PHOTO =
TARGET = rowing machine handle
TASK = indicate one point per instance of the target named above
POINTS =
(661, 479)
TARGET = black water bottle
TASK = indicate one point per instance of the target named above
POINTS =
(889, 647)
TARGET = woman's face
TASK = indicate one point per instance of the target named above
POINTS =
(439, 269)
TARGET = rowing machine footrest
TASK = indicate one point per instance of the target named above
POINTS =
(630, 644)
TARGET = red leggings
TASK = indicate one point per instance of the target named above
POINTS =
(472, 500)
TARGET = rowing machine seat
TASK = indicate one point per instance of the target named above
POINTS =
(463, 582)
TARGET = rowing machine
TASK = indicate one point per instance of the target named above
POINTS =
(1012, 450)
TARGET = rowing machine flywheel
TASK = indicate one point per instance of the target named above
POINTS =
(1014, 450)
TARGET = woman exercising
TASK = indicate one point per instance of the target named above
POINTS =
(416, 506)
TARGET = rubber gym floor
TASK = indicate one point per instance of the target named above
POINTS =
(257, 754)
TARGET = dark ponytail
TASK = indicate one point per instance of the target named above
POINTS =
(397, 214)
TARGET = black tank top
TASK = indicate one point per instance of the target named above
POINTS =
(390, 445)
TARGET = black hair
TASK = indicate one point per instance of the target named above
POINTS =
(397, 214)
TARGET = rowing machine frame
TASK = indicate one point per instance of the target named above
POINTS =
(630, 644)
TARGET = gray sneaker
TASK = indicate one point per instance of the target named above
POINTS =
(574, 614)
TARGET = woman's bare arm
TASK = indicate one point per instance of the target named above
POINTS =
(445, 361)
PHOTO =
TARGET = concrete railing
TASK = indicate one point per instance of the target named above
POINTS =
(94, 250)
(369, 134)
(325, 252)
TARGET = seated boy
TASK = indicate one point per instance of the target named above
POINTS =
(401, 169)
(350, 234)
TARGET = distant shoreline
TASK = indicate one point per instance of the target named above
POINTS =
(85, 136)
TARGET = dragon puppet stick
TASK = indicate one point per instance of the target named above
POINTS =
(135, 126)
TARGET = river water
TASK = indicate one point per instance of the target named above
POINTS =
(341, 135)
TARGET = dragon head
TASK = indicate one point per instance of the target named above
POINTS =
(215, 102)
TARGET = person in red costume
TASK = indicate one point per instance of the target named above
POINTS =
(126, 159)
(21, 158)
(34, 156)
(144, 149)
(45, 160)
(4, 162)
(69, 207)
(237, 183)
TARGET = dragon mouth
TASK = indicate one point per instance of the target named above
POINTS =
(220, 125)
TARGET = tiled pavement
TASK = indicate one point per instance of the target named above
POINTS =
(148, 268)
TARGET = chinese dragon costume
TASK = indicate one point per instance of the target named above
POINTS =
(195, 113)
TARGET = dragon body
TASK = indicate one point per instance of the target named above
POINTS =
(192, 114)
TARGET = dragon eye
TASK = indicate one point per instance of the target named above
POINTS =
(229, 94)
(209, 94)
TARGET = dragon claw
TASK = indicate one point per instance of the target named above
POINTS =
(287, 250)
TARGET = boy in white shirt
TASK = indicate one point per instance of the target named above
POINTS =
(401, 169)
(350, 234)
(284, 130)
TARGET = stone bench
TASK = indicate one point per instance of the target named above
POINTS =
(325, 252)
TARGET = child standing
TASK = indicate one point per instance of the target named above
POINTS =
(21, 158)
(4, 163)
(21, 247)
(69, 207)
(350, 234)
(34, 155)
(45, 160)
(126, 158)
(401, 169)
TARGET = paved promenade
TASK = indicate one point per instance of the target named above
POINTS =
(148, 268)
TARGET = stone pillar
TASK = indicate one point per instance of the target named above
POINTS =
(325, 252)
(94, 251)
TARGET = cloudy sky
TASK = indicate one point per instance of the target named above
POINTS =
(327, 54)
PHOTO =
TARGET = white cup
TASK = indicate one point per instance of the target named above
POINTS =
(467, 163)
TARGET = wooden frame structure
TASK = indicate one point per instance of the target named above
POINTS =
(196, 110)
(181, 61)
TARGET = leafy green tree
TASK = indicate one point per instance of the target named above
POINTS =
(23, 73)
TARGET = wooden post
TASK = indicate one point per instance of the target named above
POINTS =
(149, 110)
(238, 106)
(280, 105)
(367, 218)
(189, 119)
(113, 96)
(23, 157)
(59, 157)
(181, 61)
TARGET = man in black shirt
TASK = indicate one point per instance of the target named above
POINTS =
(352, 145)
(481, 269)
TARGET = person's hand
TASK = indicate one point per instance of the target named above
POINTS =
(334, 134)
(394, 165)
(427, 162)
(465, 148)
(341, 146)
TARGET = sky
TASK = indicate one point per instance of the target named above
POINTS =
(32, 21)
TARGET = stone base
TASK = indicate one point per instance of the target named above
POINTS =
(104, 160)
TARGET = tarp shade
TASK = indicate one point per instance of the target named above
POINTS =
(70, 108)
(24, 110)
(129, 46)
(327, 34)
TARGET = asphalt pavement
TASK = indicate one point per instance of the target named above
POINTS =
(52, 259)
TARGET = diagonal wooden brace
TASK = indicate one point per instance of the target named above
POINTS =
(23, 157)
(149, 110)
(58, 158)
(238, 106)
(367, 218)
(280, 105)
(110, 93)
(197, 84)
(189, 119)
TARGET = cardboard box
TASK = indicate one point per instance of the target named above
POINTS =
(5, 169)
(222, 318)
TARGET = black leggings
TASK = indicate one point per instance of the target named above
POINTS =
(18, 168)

→ WHAT YOU NEED TO DO: Repeat exactly the lines starting at the line with "TARGET = man in black shirt" and ending with the final line of the entries. Include nothing else.

→ TASK OUTPUT:
TARGET = man in black shirt
TASK = indicate one point per instance of the target named above
POINTS =
(352, 145)
(481, 269)
TARGET = person's hand
TASK = indicate one point per instance of the target named above
POINTS =
(334, 134)
(394, 165)
(427, 162)
(465, 148)
(341, 146)
TARGET = sky
TASK = indicate one point per instance of the target named above
POINTS =
(32, 21)
TARGET = stone base
TASK = indicate one point per instance of the target named above
POINTS =
(104, 160)
TARGET = tarp shade
TASK = indicate one point per instance of the target named above
POINTS =
(70, 108)
(24, 110)
(129, 46)
(327, 34)
TARGET = asphalt pavement
TASK = indicate one point per instance of the target named above
POINTS =
(52, 259)
TARGET = diagonal wooden brace
TASK = indicate one point per instance of the target named above
POINTS =
(23, 157)
(149, 110)
(58, 158)
(238, 106)
(367, 218)
(280, 105)
(110, 93)
(197, 84)
(189, 119)
TARGET = cardboard box
TASK = indicate one point per instance of the target named above
POINTS =
(5, 169)
(222, 318)
TARGET = black leggings
TASK = indicate one point per instance of the target named above
POINTS =
(18, 168)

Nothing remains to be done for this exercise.